▶ **Verilen Metin**
··········
Benim hayatımda hiç keşkelerim olmadı. Yaşadığım kötü şeylerden tecrübe kazandım.
Kötü olduğunu biliyorsam da bir daha yapmadım. Bu felsefe bana babamdan kaldı.
“Tam narkoza girmeden önce aniden ağlamaya başladım”
Kanser olduğunuz nasıl anlaşıldı?
Bu olaydan bir sene önce sigarayı bırakmıştım. Sigarayı bırakınca kilo aldım. Diyetisyene gittim, kan tahlili istendi. Hiç istemeyerek de olsa yaptırdım. Sonuçlara bakınca şekerle ilgili bir sorunum olduğu düşünüldü. Şeker için kontrole gittiğimde, vücutta bir problem olduğu anlaşıldı. Akciğer filminde bir şey çıkmadı. Tomografide akciğerimde tümör olduğu görüldü.
Hemen ameliyata mı alındınız?
Teşhis konduğu zaman araya bayram girdi. 10 günlük tatil benim için bir türlü geçmek bilmedi. Tatil biter bitmez ameliyatımı oldum. Narkoza girmeden doktor “Nasılsın?” dedi. Ağlamaya başladım. “Şu ana kadar tuttum kendimi” dedim. “Ağla” dedi.
··········
▶ **Listelenen Kayıtlar**
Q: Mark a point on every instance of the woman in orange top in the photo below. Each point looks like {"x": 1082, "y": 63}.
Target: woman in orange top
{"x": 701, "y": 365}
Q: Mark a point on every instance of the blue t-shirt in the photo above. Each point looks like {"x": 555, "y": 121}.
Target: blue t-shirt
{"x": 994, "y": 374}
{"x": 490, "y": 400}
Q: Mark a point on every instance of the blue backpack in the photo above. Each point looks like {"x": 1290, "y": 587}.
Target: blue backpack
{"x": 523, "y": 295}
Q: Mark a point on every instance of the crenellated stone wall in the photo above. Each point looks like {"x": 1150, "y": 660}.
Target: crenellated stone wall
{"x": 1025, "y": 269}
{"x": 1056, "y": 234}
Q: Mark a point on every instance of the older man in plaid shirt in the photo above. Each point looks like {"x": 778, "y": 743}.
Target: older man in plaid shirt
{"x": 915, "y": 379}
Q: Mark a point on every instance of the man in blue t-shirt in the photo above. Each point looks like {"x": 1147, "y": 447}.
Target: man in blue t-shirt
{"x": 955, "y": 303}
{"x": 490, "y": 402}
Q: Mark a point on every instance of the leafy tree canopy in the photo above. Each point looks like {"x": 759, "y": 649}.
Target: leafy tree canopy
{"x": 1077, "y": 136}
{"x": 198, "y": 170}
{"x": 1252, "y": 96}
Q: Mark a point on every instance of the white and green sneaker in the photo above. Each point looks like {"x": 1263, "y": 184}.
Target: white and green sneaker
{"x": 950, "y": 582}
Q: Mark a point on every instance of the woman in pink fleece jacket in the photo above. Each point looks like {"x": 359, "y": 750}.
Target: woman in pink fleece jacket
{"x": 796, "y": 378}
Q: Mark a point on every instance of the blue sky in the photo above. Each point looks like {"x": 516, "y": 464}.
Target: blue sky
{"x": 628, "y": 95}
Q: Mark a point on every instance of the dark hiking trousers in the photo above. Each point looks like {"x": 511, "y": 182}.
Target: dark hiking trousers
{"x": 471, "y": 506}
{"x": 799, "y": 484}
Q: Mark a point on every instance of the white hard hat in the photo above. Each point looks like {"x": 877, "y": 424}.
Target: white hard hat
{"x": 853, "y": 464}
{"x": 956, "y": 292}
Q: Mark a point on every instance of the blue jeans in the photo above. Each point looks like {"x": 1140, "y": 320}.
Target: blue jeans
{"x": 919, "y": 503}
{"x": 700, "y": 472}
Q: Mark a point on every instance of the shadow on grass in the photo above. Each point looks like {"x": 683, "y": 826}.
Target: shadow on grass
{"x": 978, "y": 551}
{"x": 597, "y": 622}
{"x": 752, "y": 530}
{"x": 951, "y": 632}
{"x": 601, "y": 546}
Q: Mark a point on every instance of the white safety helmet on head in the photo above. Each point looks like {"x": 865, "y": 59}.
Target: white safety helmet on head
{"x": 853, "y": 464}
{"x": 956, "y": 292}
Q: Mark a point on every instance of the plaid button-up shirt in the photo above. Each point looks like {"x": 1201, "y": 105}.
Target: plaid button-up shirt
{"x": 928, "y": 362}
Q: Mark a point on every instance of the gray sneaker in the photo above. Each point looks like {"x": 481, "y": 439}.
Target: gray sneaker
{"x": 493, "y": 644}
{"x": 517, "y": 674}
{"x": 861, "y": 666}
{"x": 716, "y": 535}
··········
▶ **Görev Koşulları**
1 – Kanserle ilgili söyleşide adı geçen tahlil ve görüntüleme yöntemlerinin hepsini sıralayın.
2 – Kanserle ilgili söyleşiyi kaldığı yerden devam ettirerek yazın.
Öğeler metinden bağımsız, farklı bir kaynaktan alınmıştır.

▶ **Yanıtlar**
1 – Kan tahlili, akciğer filmi, tomografi

2 –
Ameliyat sonrası psikolojinizde bir değişim oldu mu?
Ameliyattan sonra korkum kalmadı. Yırttım dedim ve hayata en güzel şekilde bağlandım. Önemli olan ameliyattan çıkabilmek. Ben her zaman; “Ameliyattan çıktığınız zaman hayata tutunacaksınız, kanseri beyninizin arkasına alacaksınız, yaşamınıza dört dörtlük bir şekilde devam edeceksiniz kardeşim” diyorum.
Kanser hastasına çevresindeki insanların nasıl davranmasını tavsiye edersiniz?
Hastaları hep motive edin. Yakınları tabii ki üzülecekler, üzülmemek mümkün değil. Gidin içeride ağlayın ama sakın hastanızın karşısında ağlamayın. Hep mutluluk ve keyif içinde dimdik durun. Kızım, yeğenlerim benim karşımda hep gülerlerdi. İçeri gidip bağıra bağıra ağlarlarmış.
“İzmirliler beni rehabilite etti”
Arkadaşlarınızın size yaklaşımı nasıldı?
Ben hiç yalnız kalmadım, hep arkadaşlarımla oldum. Ben hastalığımı arkadaşlarımın iyi ettiklerine inanıyorum. Ameliyattan sonra 1 sene İzmir’e yerleştim. İzmir’deki dostlarım ve tüm İzmirliler beni rehabilite ettiler, orada çok mutlu oldum.
Kanser hastalığınız süresince okuduğum röportajlarınızda aileniz, dostlarınız, işiniz var ama bir aşk yok neden?
O benim özel hayatım; ne yapacak insanlar benim özel hayatımı öğrenip! Aşklarım oldu. Gene de olacak. Sağlıklı bir adamım kardeşim ama en büyük aşkım kızım, şimdi de torunum.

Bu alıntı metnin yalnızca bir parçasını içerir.